§ **Job A**: Reproduce the entries word for word, starting with their first line and ending with the line that contains "[465,405,485,429]", including both of these lines. Leave the pictures out of your answer.

§ **Text section**:
--

Antenna Device and Radio-Communication System Using the Same

Abstract

An antenna device comprising: a substrate; a ground conductor provided on the bottom surface of the substrate; a radiation conductor, with a partial cutout, provided on the top surface of the substrate; a ground terminal provided on the partial cutout of the radiation conductor; a conductor connecting the ground conductor with the ground terminal; and a feed terminal connected to the radiation conductor, wherein the ground terminal and the feed terminal are connected via an IC chip is provided. The configuration can realize an antenna device capable of feeding electric power through the IC chip, and of operating even on a metal plate fully well. A radio communication system using the antenna device is provided additionally.

Description

TECHNICAL FIELD

The present invention relates to an antenna device for use in radio-communication system.

BACKGROUND ART

The RFID (Radio Frequency Identification) system, an example of radio-communication system, is a generic term referring to an identification technology utilizing radio waves. In recent years, the contactless communication system by radio waves in combination with identification technology utilizing IC chip has become a mainstream in the field. Specifically, a device called a reader/writer retrieves data stored in an IC chip embedded in tag or label shaped antenna attached on persons or objects to identify the persons or the objects.

Japanese Patent Unexamined Publication No. 2004-104344 discloses an example of an antenna for the RFID tag. A conventional dipole antenna is described with reference to FIG. 9. The dipole antenna shown in FIG. 9 comprises dielectric sheet 100, radiation element 101 and IC chip 102, wherein IC chip 102 feeds electric power to radiation element 101.

--

§ **Entries supplied**:
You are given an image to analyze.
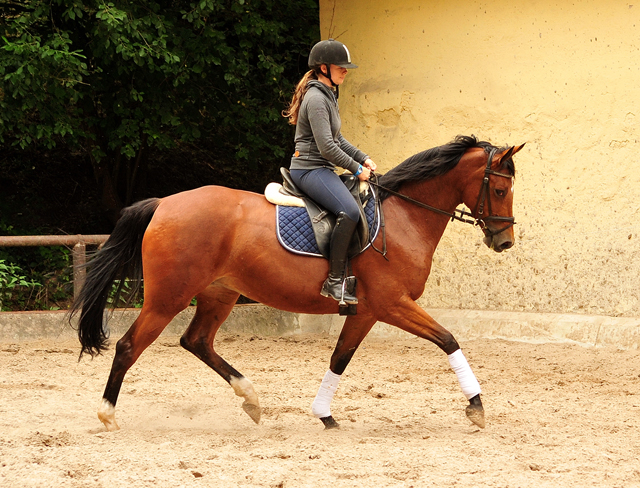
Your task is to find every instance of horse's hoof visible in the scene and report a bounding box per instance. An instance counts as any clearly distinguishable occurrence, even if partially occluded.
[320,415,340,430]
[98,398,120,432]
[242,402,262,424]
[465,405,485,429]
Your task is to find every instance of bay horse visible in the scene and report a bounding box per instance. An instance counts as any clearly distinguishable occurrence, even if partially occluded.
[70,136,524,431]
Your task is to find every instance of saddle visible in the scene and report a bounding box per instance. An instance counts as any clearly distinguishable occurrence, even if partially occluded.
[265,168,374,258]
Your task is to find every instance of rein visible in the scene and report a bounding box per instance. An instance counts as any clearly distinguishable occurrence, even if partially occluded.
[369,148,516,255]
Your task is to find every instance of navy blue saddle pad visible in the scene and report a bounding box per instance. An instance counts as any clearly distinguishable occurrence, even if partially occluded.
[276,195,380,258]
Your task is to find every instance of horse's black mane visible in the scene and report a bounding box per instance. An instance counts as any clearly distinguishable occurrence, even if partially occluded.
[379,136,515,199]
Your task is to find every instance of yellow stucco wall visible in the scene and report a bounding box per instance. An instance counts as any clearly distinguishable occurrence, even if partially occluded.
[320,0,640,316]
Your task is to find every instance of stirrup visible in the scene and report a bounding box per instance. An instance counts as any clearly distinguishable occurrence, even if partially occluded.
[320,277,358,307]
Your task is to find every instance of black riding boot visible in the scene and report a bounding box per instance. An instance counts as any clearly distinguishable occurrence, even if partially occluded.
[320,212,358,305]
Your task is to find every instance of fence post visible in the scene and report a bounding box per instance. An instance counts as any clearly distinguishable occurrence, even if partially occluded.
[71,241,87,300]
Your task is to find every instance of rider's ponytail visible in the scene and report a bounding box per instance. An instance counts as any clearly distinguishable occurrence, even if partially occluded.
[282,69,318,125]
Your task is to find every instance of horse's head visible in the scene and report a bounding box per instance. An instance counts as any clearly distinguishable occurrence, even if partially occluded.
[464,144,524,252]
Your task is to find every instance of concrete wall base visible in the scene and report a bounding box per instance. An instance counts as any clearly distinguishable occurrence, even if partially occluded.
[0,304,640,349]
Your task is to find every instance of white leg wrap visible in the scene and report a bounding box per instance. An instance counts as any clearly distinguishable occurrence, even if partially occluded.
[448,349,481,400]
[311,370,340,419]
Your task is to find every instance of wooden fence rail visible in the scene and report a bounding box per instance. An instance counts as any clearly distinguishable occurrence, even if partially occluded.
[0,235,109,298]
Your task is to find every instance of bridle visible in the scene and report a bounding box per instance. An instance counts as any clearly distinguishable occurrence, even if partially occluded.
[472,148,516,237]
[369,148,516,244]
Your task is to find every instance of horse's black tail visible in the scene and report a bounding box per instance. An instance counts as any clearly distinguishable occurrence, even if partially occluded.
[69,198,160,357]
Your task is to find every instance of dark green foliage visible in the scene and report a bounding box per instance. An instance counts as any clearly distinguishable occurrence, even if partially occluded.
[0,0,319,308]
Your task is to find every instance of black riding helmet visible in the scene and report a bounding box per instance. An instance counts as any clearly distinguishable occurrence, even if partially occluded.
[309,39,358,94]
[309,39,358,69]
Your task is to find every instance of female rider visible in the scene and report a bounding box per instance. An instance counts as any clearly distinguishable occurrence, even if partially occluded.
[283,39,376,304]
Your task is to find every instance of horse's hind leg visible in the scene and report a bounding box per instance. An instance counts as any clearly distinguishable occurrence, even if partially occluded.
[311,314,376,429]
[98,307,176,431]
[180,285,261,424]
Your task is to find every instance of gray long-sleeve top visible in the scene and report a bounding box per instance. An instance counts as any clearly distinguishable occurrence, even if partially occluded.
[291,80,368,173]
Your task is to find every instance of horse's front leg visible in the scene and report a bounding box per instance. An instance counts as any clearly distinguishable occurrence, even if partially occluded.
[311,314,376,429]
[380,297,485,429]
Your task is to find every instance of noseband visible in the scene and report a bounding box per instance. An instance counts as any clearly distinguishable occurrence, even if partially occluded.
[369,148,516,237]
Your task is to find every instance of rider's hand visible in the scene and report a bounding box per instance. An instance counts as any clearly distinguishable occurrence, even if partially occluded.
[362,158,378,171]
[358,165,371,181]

--

§ **Job B**: In the text on the antenna device, which component of the dipole antenna shown in FIG. 9 feeds electric power to radiation element 101?

§ **Finished answer A**:
You are given an image to analyze.
Your task is to find every instance of horse's hoof visible in the scene and report a bounding box per instance. An instance counts as any clearly distinguishable occurrence, even if partially occluded.
[320,415,340,430]
[98,398,120,432]
[242,402,262,424]
[465,405,485,429]

§ **Finished answer B**: IC chip 102 feeds electric power to radiation element 101.